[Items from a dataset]
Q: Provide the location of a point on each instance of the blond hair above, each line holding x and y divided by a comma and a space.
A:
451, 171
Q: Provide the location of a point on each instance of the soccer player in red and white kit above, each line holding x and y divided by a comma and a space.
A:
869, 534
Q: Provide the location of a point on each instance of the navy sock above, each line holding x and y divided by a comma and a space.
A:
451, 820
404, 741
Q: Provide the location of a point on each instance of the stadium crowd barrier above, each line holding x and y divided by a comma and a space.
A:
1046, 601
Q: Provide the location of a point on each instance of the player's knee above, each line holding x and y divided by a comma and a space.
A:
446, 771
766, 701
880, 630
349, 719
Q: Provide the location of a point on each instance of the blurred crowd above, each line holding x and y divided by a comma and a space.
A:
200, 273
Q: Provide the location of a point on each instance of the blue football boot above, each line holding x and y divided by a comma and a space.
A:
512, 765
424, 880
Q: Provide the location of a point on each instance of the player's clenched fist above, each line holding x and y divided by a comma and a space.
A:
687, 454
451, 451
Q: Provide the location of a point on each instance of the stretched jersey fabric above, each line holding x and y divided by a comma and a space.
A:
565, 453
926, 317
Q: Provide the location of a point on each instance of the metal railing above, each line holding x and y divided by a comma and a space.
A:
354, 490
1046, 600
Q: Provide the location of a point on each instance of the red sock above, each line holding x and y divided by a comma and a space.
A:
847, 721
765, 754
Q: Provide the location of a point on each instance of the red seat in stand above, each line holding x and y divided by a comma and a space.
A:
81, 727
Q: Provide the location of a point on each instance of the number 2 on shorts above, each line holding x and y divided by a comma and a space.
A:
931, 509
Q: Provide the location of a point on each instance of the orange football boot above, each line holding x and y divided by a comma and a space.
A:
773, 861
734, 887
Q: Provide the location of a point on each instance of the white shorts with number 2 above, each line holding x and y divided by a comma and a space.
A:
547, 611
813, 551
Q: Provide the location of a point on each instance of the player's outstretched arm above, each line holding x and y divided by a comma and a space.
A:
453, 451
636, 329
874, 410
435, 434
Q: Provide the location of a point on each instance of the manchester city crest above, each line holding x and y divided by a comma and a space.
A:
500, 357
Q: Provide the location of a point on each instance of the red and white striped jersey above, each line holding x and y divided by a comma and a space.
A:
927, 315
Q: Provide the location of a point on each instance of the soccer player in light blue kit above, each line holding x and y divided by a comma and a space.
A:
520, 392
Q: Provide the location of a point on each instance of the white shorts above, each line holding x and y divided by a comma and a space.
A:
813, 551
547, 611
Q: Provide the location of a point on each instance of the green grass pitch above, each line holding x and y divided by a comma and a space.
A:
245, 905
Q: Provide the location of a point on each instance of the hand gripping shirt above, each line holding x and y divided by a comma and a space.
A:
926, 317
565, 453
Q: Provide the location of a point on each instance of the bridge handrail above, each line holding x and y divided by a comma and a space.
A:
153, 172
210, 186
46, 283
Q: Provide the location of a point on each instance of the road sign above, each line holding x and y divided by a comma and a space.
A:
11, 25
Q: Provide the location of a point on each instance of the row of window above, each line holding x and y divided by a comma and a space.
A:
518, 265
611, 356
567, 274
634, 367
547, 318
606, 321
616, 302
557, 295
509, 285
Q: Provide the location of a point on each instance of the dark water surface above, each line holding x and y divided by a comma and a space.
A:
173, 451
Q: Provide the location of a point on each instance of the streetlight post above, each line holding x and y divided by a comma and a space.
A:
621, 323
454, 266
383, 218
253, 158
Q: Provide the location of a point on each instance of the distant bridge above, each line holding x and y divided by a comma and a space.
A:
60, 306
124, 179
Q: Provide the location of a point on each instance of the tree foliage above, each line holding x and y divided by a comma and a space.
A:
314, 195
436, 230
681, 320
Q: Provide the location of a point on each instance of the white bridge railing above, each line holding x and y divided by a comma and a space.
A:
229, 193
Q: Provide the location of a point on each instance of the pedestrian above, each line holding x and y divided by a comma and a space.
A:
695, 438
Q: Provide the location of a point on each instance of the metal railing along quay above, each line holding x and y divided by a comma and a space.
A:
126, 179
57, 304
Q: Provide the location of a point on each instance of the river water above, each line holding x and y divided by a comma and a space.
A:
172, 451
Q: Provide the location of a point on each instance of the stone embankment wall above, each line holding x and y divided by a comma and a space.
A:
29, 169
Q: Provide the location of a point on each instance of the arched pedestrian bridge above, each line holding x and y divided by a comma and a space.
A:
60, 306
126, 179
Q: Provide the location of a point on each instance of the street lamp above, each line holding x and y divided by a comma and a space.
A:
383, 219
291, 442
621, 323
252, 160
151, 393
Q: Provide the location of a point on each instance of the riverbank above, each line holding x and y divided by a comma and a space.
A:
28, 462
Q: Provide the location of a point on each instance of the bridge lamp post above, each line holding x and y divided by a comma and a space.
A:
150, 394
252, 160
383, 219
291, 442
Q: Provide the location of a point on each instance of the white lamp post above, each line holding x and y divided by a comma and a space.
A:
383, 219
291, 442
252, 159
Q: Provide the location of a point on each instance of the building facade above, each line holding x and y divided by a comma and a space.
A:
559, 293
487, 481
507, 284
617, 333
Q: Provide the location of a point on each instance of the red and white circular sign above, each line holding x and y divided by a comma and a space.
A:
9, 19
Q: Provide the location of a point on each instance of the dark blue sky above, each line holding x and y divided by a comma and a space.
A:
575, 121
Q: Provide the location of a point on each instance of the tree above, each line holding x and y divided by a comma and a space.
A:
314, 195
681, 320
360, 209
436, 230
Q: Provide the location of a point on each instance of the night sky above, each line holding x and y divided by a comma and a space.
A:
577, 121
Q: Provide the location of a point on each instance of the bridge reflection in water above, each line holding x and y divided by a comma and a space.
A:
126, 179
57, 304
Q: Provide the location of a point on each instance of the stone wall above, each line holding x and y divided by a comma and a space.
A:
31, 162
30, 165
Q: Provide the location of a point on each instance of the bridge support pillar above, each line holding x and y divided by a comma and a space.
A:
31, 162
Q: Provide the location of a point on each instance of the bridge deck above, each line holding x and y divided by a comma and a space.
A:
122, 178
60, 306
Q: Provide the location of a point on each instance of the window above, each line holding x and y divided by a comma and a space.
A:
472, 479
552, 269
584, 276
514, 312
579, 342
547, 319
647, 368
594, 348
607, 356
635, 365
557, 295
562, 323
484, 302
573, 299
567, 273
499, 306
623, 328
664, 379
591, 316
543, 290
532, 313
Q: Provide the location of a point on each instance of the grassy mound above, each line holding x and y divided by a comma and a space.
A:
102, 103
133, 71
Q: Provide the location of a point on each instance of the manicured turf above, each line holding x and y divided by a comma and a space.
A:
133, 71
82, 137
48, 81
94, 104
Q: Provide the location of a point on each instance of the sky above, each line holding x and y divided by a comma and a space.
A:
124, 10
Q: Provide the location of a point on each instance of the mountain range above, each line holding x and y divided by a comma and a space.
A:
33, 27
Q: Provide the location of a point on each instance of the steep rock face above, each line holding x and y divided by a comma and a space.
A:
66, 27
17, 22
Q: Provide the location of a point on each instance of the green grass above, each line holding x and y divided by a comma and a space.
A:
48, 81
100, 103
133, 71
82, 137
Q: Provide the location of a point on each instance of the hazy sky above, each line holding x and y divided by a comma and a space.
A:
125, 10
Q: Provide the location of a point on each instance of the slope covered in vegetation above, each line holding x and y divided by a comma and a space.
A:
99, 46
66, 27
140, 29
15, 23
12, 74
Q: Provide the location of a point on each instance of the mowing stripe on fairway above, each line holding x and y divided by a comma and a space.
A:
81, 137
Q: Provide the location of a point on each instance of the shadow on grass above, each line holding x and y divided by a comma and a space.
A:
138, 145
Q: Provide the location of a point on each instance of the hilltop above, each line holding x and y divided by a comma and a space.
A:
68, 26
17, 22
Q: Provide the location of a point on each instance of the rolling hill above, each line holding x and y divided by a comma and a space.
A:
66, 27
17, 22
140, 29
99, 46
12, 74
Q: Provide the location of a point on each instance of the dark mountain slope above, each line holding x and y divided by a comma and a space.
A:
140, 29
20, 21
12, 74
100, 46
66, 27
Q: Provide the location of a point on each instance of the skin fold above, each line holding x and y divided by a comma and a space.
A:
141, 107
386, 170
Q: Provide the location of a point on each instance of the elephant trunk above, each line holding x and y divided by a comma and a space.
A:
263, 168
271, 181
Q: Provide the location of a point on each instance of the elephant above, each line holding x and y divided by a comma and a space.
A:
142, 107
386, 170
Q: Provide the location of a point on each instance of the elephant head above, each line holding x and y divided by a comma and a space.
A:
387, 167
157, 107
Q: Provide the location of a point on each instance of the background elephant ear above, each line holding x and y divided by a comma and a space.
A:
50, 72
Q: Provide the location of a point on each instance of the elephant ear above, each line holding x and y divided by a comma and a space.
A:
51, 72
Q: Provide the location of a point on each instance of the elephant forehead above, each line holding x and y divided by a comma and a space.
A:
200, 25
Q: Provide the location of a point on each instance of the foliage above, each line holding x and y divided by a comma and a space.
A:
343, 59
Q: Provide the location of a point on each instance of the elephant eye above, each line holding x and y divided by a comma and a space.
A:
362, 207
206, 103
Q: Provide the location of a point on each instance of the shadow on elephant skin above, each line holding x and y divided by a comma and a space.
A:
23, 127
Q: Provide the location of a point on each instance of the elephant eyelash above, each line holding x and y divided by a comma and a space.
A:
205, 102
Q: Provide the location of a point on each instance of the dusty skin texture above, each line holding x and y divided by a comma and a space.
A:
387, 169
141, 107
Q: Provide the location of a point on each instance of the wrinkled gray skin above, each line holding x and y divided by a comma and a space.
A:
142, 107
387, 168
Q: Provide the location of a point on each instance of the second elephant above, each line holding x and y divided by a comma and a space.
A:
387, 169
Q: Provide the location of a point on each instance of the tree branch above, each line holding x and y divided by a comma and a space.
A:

▶ _What is asked_:
From the line containing "of the foliage" down to the last line, reproduce the records exactly. Include both ends.

▶ _Response to this task_:
Q: Provide the location of a point on each instance of the foliage above, each line holding x and y divided by a comma and a space.
A:
343, 59
Q: Provide the location of a point on each instance of the elephant eye above, each line holding x and y divided by a comma and a space.
A:
362, 207
206, 103
Q: Provide the location of a point on each instance of the shadow on elephant skin above, each line holding x and y divided by a comma and a space.
A:
23, 127
Q: Provide the location of a point on each instance of the elephant eyelash above, each line holding x and y divided by a comma and a space.
A:
205, 102
Q: Provide the location of a point on each instance of the dusty skin texture above, each line holding x and y divided by a comma and a space.
A:
387, 169
141, 107
Q: Provide the location of a point on each instance of the wrinkled gray skin above, each line holding x and y divided by a comma and a space.
A:
142, 107
387, 168
Q: Provide the location of a point on each instance of the second elephant above, each line holding x and y divided by a comma and a space.
A:
387, 169
Q: Provide the location of a point on each instance of the tree branch above, each line holding x and y divided by a comma and a space.
A:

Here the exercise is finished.